▸ **PROBLEM DESCRIPTION**: State how many lines in the records hold the word "query", giving the number and no other text.
------ DATASET ENTRIES
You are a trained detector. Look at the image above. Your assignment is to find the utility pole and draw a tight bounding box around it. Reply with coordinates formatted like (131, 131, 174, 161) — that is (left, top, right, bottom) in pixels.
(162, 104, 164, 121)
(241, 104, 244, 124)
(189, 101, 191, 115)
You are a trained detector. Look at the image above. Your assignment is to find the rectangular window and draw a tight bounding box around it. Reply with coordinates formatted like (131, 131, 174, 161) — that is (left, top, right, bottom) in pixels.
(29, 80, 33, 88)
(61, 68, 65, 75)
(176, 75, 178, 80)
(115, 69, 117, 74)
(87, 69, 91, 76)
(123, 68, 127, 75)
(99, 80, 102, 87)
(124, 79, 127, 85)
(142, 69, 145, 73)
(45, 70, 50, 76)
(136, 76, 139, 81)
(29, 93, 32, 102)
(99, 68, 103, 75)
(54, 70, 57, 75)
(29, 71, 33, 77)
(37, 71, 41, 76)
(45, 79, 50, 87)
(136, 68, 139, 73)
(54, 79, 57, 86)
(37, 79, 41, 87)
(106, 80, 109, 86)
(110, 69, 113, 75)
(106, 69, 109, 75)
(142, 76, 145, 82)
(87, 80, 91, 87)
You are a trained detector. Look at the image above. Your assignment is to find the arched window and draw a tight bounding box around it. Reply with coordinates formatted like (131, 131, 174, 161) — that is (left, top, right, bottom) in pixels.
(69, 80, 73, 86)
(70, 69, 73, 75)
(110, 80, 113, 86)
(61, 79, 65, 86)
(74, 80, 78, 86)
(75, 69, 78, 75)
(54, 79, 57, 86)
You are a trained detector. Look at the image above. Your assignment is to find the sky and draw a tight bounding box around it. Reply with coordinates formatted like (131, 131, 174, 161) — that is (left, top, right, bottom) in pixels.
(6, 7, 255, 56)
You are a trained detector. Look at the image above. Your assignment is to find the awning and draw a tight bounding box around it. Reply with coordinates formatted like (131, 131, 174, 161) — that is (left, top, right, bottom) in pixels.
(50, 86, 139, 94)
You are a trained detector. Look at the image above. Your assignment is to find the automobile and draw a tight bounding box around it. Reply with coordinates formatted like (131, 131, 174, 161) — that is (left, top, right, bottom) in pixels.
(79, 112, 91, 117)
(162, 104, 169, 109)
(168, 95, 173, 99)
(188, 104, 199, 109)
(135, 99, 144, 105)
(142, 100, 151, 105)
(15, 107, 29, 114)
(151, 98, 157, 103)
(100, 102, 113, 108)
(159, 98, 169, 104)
------------
------ DATASET ENTRIES
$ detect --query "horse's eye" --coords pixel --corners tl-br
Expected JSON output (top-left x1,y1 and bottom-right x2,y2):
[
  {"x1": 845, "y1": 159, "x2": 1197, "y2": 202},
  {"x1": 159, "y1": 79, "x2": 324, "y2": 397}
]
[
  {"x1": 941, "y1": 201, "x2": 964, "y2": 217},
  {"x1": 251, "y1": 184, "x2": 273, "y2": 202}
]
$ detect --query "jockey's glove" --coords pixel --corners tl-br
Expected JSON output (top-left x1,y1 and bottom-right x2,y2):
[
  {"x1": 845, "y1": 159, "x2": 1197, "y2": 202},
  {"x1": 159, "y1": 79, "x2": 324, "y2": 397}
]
------------
▸ **RESPONSE TO THE TASK**: 2